**PASSAGE**
Friday Froth: IPA's, Wheat Beer & A Lotta Hops

James Gribbon

Hello, and welcome to Friday Froth: the weekly beer column designed to tempt, inform, and share the joy I find in discovering great brews. A quick introduction:

There are limitless possibilities to beer. By that, I mean not just different styles like lagers, ales, stouts and barley wines (very much a winter beer, btw), but all the variations possible within those styles. Budweiser's a lager, but comparing it to Brooklyn lager is like comparing me to Lebron James because we're both human males. This column is identical in theme to the rest of CTbites, i.e., "Here are some new flavors, aromas and sensations you may like to try."

Many people now recognize and enjoy Blue Moon, a Belgian White style beer made by Coors. Most beers are made primarily from barley, but Belgian white, or witbier, is made from both wheat and barley. The wheat proteins that remain in the finished beer give it a slightly cloudy appearance with a whitish tinge. It’s a derivative of medieval beers, which were spiced instead of preserved using hops, as in modern beer, and these older beers were often flavored with fruit as well, which is why the style goes so well with a slice of orange.

If you like Blue Moon, keep an eye out for St. Bernardus Witbier from Watou, Beglium - one of the originators of the style from which macro-brews like Blue Moon are derived. 

I recently had a chance to try an Oskar Blues Gordon. It’s a Double IPA, or Imperial Red, as the brewery likes to call it. They also call it a “Velvet M-80,” if that tells you anything. Oskar Blues, out of Colorado, is one of the few craft brewers to sell its beer in cans. They do this because their cans: 1) have less air seepage, which oxidizes and skunks beers, 2) are impermeable to light, saving further damage, 3) have a water-based inside coating, so no metallic taste is transferred, and 4) weigh less, saving on fuel needed in shipping and reducing the brewery’s carbon footprint compared to the heft of glass bottles.

Items drawn from a collection
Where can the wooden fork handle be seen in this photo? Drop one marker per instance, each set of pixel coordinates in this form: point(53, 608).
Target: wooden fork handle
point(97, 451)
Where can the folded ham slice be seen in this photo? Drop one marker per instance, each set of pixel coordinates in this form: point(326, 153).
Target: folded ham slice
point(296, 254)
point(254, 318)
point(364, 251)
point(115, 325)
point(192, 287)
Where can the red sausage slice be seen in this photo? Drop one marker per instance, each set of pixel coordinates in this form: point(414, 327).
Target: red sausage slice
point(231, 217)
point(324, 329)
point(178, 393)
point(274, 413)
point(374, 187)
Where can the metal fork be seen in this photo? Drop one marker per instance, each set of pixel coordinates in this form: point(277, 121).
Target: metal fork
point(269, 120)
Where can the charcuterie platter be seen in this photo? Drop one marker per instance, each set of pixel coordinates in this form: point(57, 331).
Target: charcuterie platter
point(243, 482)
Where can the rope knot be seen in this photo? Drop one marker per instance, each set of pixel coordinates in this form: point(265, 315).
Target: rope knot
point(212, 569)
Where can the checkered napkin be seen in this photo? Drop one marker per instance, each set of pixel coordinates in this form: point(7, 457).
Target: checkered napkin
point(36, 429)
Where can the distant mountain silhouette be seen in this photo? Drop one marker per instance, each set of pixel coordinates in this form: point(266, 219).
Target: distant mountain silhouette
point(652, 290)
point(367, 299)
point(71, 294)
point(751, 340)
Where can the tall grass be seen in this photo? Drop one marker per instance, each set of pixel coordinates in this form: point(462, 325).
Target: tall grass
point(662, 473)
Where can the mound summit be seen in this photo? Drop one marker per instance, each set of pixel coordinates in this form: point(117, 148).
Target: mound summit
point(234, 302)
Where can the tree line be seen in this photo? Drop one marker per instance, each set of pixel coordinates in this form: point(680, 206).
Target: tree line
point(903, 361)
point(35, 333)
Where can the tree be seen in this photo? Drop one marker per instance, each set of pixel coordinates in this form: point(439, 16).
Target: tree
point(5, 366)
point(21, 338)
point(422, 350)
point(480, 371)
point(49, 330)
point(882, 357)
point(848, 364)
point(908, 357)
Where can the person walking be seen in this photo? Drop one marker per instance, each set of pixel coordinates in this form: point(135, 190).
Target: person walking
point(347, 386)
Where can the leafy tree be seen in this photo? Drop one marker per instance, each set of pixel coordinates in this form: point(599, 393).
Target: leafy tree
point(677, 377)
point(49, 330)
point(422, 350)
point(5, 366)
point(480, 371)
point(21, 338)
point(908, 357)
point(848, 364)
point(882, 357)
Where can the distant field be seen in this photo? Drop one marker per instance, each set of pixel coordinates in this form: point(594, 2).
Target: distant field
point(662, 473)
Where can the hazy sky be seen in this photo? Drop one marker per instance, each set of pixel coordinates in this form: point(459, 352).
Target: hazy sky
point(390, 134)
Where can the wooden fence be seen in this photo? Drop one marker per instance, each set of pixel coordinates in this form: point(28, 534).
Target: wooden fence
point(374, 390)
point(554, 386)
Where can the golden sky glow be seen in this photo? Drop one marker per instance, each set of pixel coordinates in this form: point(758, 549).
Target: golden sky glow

**ASSIGNED TASK**
Extract the portion of the beer column starting at "Many people now" and ending at "slice of orange.", copying it word for word. Work only from the beer column above.

**SOLUTION TO THE PROBLEM**
Many people now recognize and enjoy Blue Moon, a Belgian White style beer made by Coors. Most beers are made primarily from barley, but Belgian white, or witbier, is made from both wheat and barley. The wheat proteins that remain in the finished beer give it a slightly cloudy appearance with a whitish tinge. It’s a derivative of medieval beers, which were spiced instead of preserved using hops, as in modern beer, and these older beers were often flavored with fruit as well, which is why the style goes so well with a slice of orange.